## What to work on
Transcribe the data below verbatim from the line with "Please tag every instance of the pink flower" to the line with "Please tag every instance of the soil". Include both of those lines.
***** Input data
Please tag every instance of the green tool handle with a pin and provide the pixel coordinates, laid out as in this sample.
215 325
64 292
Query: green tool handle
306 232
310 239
**********
***** Input data
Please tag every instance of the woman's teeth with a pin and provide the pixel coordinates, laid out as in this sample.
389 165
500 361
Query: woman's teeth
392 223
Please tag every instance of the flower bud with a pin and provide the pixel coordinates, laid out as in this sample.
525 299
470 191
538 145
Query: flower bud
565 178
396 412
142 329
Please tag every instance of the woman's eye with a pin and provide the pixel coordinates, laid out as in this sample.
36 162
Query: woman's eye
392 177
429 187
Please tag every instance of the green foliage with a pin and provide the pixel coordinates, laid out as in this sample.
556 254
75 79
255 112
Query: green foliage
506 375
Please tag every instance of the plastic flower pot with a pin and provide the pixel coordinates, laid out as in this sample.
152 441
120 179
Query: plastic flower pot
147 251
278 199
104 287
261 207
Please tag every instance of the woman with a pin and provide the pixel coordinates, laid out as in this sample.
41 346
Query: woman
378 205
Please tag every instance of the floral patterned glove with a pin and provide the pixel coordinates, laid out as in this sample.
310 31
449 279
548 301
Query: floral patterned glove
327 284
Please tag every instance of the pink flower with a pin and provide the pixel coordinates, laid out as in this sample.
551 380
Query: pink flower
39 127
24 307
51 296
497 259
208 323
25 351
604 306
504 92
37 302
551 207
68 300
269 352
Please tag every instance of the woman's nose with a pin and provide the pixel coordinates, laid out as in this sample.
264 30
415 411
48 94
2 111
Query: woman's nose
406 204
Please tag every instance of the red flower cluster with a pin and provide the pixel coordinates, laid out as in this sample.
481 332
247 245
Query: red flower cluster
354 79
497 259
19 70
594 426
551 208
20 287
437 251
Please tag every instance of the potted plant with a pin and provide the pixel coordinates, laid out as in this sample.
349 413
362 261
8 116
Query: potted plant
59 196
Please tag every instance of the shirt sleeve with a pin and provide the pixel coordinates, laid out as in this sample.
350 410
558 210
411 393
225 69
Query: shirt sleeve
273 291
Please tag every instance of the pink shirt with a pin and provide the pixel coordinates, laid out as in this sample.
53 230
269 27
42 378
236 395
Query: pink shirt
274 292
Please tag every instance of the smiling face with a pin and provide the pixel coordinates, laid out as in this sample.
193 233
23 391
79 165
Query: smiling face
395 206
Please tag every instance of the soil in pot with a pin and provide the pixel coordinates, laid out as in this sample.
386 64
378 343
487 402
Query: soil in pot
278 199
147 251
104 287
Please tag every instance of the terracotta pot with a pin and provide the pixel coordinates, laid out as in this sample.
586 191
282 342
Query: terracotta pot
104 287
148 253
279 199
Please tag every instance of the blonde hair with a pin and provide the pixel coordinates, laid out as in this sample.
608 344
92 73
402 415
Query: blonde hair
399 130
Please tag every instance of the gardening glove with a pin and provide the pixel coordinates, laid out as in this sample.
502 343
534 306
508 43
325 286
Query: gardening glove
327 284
**********
## Result below
Please tag every instance of the pink flower with a pin and provide the pixel coordinates, laid out as in this sample.
551 380
Query: pink flower
39 127
24 307
51 296
497 259
208 323
25 351
604 306
504 92
37 302
551 207
68 300
269 352
Please tag every instance of the woman's nose with a pin and provide the pixel coordinates, laid out as in this sample.
264 30
415 411
48 94
2 111
Query: woman's nose
406 204
Please tag every instance of the red flower cluster with a pin and provide the pixel coordinates, laid out as in this sample.
481 332
247 245
Query: red flower cluster
354 79
497 259
19 70
594 426
551 208
20 287
437 251
Please tag every instance of the potted plant with a pin and provide the pixel coordinates, laid out as in this sample.
349 413
362 261
8 116
Query: potted plant
59 196
Please tag every instance of the shirt sleeve with a pin and provide the pixel coordinates, laid out as in this sample.
350 410
558 210
411 393
225 69
Query: shirt sleeve
273 291
Please tag every instance of the pink shirt with a pin and provide the pixel coordinates, laid out as in this sample.
53 230
269 27
42 378
236 395
Query: pink shirt
274 292
Please tag every instance of the smiling face with a pin and provide the pixel coordinates, laid out as in this sample.
193 233
23 391
79 165
Query: smiling face
395 206
Please tag every instance of the soil in pot with a pin and provide the pixel coordinates, laid out as in this sample.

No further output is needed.